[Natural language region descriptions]
—————
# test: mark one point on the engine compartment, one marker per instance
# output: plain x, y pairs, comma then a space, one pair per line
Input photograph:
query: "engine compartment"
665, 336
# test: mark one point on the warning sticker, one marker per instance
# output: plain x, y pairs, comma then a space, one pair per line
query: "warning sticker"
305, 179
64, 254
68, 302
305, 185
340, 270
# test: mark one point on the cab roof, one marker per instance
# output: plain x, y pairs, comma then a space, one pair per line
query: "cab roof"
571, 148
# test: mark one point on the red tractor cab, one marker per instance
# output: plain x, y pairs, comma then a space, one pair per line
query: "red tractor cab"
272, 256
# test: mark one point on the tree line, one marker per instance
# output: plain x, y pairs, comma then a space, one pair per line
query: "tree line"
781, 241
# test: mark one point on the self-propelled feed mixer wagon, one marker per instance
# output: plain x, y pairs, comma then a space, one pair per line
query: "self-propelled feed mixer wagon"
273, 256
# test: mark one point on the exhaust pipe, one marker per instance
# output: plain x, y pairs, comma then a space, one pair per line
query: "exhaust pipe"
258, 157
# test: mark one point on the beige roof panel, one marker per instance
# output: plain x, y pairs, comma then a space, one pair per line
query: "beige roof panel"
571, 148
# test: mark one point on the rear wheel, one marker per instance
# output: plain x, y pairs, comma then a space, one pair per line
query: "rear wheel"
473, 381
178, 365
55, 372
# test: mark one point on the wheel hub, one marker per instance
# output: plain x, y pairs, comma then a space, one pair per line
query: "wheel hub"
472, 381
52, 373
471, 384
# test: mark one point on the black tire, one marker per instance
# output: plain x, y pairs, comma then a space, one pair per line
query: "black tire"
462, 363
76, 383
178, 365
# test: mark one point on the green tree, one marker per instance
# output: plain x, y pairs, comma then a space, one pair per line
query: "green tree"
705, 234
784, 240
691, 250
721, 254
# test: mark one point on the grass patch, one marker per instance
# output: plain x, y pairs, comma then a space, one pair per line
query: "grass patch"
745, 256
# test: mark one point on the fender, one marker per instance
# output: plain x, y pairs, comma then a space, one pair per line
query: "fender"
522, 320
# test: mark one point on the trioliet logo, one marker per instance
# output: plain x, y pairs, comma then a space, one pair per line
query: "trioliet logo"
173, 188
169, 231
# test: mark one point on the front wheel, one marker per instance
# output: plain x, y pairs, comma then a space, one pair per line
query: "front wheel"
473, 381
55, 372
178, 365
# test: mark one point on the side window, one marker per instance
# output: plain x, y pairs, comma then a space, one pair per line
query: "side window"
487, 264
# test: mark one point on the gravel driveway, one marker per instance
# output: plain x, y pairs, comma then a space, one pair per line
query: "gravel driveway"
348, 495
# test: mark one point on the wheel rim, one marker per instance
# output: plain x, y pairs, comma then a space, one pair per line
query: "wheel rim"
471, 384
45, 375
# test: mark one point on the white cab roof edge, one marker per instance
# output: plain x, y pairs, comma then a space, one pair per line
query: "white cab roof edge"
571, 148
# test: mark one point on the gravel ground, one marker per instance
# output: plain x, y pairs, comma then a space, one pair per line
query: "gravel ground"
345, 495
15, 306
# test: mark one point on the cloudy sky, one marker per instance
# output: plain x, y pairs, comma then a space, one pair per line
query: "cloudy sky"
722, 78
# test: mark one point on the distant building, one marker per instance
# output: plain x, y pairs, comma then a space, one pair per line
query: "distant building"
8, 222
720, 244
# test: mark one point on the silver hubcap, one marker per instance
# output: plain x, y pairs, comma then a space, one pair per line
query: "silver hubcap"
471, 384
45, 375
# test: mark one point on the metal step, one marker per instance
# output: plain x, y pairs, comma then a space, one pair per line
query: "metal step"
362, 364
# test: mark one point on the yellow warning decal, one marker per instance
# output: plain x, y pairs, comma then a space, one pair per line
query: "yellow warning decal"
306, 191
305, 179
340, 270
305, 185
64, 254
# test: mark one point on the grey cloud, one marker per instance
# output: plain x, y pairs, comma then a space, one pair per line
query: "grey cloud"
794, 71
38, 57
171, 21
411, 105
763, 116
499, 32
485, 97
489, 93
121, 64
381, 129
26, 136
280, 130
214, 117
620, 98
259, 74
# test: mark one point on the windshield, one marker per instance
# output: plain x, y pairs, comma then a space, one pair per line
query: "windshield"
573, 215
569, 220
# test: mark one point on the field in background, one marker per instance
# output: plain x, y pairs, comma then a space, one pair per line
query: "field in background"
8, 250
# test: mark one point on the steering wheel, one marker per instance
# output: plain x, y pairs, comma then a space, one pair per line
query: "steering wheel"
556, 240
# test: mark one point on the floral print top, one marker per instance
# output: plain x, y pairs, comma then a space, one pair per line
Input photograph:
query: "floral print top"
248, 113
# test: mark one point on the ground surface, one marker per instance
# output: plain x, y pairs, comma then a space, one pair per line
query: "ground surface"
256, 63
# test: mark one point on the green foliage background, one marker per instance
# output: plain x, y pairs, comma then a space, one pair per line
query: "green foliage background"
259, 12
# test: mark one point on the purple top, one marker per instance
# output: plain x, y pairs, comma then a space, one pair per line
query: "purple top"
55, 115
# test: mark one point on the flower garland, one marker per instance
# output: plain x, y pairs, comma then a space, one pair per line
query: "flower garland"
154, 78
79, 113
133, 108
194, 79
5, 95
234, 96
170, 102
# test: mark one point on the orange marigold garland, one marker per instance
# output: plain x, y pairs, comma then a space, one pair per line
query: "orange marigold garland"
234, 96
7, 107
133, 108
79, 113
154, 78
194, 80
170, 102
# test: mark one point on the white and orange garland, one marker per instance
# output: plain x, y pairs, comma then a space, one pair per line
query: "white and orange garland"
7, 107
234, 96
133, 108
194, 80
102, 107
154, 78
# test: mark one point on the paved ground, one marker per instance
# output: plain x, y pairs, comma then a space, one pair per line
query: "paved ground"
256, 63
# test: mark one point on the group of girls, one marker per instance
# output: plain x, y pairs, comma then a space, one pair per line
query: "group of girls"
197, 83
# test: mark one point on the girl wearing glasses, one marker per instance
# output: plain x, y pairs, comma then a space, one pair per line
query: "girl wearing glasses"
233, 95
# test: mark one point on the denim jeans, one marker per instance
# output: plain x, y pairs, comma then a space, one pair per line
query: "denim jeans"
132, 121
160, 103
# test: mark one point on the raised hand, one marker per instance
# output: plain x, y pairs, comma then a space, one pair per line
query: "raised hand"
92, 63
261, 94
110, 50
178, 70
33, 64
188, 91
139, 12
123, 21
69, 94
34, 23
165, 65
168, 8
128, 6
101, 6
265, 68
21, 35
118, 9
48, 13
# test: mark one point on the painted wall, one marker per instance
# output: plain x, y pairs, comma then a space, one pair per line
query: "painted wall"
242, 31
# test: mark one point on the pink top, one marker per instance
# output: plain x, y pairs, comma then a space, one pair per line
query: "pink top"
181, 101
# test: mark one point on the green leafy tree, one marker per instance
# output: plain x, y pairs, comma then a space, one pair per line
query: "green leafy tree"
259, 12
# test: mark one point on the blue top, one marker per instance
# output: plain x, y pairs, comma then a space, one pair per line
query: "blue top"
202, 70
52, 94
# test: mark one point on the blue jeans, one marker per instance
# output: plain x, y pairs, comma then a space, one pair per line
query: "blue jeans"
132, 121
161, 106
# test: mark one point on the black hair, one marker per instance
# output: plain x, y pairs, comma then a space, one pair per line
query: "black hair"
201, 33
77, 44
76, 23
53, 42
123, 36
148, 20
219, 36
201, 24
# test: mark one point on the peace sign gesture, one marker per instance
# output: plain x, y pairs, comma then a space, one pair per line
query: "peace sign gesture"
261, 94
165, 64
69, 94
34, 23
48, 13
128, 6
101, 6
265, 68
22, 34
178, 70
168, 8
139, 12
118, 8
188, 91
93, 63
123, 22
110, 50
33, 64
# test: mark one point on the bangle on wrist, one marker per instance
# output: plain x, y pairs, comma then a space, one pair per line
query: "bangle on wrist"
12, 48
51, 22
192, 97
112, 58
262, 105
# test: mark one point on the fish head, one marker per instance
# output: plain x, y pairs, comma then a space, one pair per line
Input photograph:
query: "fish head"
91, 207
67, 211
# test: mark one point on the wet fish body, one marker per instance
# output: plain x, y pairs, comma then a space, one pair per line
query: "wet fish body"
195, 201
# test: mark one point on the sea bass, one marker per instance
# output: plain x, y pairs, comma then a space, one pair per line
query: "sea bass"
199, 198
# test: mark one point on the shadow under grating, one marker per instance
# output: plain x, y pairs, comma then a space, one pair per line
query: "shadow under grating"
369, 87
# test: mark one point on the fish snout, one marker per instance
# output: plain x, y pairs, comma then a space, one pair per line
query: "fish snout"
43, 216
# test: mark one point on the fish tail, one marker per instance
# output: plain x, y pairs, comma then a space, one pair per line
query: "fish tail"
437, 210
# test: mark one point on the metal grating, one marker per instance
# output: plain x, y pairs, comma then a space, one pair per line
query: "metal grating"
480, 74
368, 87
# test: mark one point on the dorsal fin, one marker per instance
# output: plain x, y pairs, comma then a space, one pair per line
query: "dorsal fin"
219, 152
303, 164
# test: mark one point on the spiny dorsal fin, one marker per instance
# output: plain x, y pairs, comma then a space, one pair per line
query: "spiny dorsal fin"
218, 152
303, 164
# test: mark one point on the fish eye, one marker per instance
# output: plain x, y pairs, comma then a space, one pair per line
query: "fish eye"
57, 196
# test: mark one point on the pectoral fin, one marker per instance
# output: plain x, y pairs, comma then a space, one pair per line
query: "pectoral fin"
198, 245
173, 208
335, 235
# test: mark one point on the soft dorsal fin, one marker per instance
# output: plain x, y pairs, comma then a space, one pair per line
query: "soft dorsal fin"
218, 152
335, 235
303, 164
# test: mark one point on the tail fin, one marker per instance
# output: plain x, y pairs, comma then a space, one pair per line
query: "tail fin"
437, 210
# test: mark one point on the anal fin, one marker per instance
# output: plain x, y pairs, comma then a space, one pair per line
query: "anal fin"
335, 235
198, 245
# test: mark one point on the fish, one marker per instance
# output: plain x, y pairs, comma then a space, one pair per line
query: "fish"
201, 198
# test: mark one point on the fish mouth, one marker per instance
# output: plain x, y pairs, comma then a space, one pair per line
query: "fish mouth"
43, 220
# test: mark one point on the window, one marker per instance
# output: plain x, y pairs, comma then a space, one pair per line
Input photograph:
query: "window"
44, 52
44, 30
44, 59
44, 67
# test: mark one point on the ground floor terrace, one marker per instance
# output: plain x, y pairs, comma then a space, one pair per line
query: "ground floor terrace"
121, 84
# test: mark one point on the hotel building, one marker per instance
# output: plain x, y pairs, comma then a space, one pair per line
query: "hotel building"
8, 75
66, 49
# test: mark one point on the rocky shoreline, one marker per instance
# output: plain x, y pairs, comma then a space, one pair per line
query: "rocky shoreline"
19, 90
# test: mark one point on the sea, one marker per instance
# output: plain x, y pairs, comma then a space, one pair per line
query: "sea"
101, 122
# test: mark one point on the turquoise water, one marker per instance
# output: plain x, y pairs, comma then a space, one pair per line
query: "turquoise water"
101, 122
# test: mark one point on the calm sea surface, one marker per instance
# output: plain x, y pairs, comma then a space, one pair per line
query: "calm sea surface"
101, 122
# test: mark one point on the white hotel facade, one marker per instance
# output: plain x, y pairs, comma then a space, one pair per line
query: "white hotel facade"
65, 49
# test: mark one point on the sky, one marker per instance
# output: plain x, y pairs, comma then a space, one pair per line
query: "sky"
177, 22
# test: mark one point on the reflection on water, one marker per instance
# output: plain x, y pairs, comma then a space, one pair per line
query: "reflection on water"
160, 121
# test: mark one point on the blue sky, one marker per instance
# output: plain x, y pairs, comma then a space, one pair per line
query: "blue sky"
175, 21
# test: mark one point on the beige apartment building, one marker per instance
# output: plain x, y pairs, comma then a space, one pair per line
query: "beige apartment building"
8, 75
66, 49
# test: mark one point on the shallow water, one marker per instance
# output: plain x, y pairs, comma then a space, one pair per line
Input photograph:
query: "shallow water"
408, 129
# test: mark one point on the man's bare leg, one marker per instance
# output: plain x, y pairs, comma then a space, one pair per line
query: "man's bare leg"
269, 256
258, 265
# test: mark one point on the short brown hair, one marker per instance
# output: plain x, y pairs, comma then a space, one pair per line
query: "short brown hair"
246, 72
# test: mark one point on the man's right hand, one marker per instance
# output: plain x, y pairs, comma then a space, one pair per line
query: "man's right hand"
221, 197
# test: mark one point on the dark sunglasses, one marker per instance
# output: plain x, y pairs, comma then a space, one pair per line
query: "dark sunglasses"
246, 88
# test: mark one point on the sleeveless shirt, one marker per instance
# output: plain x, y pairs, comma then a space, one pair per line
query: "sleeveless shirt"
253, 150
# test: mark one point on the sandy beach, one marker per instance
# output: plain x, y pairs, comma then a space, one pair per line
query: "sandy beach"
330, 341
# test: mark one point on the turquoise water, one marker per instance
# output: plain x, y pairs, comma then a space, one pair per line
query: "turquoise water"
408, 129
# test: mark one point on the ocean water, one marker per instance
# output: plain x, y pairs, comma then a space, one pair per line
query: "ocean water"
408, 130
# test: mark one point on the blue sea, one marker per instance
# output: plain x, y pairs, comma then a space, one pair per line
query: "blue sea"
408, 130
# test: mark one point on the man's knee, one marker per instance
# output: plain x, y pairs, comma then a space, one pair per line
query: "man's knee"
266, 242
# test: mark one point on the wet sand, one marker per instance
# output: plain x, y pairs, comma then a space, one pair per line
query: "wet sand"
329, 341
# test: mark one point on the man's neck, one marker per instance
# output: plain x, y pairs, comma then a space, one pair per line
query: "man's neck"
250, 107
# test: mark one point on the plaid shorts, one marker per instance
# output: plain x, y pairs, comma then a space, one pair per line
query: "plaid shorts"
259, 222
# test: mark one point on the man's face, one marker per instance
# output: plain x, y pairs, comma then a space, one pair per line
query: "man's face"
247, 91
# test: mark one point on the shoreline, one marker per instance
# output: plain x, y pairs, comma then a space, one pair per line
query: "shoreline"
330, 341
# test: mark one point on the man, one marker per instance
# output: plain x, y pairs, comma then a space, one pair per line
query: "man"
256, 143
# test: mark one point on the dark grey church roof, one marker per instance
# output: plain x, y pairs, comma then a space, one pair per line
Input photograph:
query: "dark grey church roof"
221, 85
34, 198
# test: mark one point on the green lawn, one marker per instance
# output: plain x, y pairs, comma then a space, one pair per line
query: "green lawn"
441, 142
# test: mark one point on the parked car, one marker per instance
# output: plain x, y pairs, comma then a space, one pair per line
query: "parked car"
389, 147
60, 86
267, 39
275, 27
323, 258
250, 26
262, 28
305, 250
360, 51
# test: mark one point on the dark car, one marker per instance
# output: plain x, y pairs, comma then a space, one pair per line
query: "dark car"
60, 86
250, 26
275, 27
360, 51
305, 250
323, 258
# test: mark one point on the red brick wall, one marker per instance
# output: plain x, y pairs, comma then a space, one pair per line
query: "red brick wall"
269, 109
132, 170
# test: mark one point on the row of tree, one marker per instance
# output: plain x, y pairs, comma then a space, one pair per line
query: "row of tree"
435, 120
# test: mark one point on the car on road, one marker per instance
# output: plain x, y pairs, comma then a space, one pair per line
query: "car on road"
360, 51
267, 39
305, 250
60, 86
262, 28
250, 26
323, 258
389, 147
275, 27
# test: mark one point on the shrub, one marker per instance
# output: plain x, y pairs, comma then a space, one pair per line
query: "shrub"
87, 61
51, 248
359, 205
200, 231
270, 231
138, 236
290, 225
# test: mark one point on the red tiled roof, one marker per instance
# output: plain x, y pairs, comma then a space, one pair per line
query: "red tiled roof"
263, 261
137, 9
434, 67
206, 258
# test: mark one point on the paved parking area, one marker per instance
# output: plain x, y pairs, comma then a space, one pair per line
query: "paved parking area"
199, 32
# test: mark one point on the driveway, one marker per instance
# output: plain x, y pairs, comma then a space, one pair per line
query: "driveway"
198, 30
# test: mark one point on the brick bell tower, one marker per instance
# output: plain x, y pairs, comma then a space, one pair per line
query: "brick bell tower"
—————
» **EXERCISE BRIEF**
One inclusive range is required: first line of the data through the line containing "# test: mark one point on the wheel hub, one". Set it down exactly and output nothing else.

» **RESULT OF THIS EXERCISE**
# test: mark one point on the engine compartment, one marker per instance
# output: plain x, y pairs, comma then a space, one pair per line
Input photograph:
query: "engine compartment"
665, 336
# test: mark one point on the warning sticker, one marker per instance
# output: plain x, y pairs, comma then a space, one pair per line
query: "warning sticker"
305, 179
64, 254
68, 302
305, 185
340, 270
# test: mark one point on the cab roof, one marker per instance
# output: plain x, y pairs, comma then a space, one pair per line
query: "cab roof"
571, 148
# test: mark one point on the red tractor cab, one marker per instance
# output: plain x, y pairs, comma then a space, one pair per line
query: "red tractor cab"
272, 256
# test: mark one point on the tree line, one marker per instance
# output: plain x, y pairs, comma then a space, one pair per line
query: "tree line"
781, 241
# test: mark one point on the self-propelled feed mixer wagon, one marker per instance
# output: plain x, y pairs, comma then a space, one pair per line
query: "self-propelled feed mixer wagon"
273, 256
# test: mark one point on the exhaust pipe, one marker per instance
# output: plain x, y pairs, comma then a space, one pair per line
query: "exhaust pipe"
258, 157
# test: mark one point on the beige roof panel, one marker per instance
# output: plain x, y pairs, comma then a space, one pair per line
query: "beige roof panel"
571, 148
# test: mark one point on the rear wheel, one marker per instance
# output: plain x, y pairs, comma then a space, one pair per line
query: "rear wheel"
473, 381
178, 365
55, 372
# test: mark one point on the wheel hub, one marker per instance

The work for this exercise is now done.